EXCERPTED PASSAGE.
—————

In conventional application architecture, client-side components interact with backend services to deliver functionality and value to end-users. Application developers must possess a comprehensive understanding of the application programming interface (API) to facilitate this interaction. Moreover, the application must be adaptable to any modifications introduced in the API, or the API must maintain backward compatibility to accommodate the spectrum of legacy application versions – the longtail app problem.
Theoretical solution: API-less client
This theoretical solution discusses a possibility for a new type of architecture that doesn’t require detailed API knowledge and code on the client’s side but employs LLM agents on the server side to translate vague client requests to API code.
To make it work the app needs to communicate with the server-side LLMs but for this only implements a single API (like de-facto standard OpenAI API).
The client uses Natural Language style vague requests that are processed by a group of agents like Autogen.

—————

EXTRACTED ENTRIES.
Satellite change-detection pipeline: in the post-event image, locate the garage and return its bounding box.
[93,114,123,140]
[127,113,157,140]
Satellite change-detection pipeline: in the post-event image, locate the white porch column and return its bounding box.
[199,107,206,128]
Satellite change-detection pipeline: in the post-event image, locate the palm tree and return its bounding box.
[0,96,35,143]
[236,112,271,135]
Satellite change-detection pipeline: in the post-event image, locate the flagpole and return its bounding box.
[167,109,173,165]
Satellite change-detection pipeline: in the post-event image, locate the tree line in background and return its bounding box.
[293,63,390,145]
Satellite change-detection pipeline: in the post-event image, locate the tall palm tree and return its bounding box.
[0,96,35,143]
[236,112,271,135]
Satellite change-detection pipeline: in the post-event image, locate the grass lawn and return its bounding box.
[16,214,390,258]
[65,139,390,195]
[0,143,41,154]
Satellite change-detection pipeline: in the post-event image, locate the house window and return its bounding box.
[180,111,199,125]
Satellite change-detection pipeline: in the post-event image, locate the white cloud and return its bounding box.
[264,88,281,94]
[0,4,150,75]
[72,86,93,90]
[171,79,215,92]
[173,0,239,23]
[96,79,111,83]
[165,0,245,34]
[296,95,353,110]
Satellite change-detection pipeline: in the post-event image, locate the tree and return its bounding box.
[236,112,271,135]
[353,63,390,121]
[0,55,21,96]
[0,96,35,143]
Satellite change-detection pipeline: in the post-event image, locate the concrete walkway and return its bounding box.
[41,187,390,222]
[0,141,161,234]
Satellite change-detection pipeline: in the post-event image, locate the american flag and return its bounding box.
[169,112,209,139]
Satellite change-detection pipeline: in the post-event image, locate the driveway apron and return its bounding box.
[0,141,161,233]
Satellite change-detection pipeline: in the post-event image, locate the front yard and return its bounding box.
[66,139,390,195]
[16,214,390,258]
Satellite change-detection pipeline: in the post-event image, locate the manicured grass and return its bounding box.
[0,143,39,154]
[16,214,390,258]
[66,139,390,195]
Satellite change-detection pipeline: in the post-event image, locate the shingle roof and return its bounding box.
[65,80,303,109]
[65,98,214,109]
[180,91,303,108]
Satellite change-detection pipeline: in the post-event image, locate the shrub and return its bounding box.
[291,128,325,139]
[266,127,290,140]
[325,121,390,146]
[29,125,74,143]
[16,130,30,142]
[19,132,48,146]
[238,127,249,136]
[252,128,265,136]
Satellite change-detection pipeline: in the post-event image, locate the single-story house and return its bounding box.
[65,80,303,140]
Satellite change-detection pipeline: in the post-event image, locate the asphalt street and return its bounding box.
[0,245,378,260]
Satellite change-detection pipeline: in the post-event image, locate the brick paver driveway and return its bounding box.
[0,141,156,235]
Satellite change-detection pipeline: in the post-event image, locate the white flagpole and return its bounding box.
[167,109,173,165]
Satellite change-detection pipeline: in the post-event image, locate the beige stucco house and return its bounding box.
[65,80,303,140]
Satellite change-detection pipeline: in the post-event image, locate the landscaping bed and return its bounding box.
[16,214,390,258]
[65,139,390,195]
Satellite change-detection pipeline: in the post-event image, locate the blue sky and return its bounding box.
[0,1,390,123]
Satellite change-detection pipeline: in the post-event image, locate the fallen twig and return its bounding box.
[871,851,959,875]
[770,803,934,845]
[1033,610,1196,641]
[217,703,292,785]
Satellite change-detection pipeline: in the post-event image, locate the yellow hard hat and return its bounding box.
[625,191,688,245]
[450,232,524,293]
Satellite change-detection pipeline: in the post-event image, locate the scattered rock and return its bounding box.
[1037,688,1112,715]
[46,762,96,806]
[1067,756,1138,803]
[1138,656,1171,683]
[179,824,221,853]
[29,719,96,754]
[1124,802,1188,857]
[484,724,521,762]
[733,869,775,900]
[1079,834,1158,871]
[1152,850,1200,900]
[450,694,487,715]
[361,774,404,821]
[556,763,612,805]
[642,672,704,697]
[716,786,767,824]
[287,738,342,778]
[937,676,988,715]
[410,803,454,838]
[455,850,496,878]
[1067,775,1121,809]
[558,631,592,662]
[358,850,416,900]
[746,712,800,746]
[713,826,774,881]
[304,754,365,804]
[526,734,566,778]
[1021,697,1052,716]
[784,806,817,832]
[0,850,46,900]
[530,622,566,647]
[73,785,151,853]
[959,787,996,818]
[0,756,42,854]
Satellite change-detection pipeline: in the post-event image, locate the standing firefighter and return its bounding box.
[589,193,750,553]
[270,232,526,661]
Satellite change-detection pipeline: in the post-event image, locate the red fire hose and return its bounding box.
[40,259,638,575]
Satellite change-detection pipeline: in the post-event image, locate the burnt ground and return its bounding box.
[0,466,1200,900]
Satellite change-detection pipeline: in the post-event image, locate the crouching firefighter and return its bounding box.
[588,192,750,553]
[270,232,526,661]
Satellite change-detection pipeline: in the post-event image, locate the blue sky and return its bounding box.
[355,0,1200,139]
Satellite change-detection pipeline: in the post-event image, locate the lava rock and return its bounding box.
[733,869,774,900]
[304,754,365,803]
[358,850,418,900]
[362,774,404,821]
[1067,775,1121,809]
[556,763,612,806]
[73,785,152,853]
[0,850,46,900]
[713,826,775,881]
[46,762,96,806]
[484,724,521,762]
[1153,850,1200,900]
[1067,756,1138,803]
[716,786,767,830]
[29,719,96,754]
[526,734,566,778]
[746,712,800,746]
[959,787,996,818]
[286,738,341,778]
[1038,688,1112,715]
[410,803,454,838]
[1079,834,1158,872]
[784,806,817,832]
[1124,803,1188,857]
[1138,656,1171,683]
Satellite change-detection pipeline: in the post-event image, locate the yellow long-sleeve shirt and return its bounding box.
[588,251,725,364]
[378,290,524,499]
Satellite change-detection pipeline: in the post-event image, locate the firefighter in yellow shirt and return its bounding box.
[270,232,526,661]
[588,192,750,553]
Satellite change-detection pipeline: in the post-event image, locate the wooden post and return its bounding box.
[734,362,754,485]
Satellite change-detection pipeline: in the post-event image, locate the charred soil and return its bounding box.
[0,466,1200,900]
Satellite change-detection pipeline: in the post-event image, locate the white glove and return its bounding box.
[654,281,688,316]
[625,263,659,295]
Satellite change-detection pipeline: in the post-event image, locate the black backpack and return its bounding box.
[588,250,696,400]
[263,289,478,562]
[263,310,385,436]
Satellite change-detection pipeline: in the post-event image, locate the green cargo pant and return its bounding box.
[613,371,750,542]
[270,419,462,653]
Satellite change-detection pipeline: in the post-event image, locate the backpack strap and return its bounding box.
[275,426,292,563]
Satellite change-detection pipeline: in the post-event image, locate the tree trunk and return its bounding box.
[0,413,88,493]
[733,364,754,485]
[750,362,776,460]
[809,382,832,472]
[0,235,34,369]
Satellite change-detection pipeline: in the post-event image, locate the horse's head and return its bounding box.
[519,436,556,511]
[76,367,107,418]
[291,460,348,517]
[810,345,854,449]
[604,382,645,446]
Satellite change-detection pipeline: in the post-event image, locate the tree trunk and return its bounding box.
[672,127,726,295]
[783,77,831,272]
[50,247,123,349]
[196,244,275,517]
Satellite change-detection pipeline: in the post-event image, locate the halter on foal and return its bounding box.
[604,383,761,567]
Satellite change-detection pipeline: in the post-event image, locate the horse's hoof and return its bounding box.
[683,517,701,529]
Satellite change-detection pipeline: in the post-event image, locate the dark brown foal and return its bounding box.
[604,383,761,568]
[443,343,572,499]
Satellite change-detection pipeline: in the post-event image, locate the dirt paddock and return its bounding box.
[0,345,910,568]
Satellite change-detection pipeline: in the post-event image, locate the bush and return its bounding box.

—————

PROBLEM DETAILS.
Reproduce the full passage above on the API-less client architecture, keeping every word and punctuation mark unchanged.

TASK SOLUTION.
In conventional application architecture, client-side components interact with backend services to deliver functionality and value to end-users. Application developers must possess a comprehensive understanding of the application programming interface (API) to facilitate this interaction. Moreover, the application must be adaptable to any modifications introduced in the API, or the API must maintain backward compatibility to accommodate the spectrum of legacy application versions – the longtail app problem.
Theoretical solution: API-less client
This theoretical solution discusses a possibility for a new type of architecture that doesn’t require detailed API knowledge and code on the client’s side but employs LLM agents on the server side to translate vague client requests to API code.
To make it work the app needs to communicate with the server-side LLMs but for this only implements a single API (like de-facto standard OpenAI API).
The client uses Natural Language style vague requests that are processed by a group of agents like Autogen.